BEGIN DATA PROVIDED

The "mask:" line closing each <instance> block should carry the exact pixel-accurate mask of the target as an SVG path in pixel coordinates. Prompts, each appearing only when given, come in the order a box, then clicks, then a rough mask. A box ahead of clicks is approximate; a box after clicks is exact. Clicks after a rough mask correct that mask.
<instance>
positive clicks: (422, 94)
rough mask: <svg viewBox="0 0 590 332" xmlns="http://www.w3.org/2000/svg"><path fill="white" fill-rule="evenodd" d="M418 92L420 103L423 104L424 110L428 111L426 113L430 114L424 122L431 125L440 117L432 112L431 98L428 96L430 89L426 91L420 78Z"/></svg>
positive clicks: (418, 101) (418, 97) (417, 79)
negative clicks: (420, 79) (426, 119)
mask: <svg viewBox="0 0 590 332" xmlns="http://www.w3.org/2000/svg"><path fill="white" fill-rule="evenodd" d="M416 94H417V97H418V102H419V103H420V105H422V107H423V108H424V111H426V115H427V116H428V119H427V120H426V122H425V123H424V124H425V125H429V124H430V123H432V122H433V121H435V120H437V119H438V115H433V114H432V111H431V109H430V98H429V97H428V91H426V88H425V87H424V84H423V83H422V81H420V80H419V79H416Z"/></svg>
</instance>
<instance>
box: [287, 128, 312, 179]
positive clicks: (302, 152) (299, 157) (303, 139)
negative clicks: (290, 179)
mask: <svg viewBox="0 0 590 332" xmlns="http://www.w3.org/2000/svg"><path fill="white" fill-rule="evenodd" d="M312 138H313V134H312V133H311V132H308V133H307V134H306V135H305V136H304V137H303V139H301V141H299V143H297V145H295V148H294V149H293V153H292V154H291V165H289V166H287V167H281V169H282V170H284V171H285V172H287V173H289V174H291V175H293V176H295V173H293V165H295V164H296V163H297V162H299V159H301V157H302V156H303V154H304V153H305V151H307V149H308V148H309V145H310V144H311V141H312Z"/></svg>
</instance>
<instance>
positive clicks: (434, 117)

END DATA PROVIDED

**WORK TASK:** Tally the lines of the listing that contain the string "white", treating case as significant. Give only the number.

**ANSWER:** 3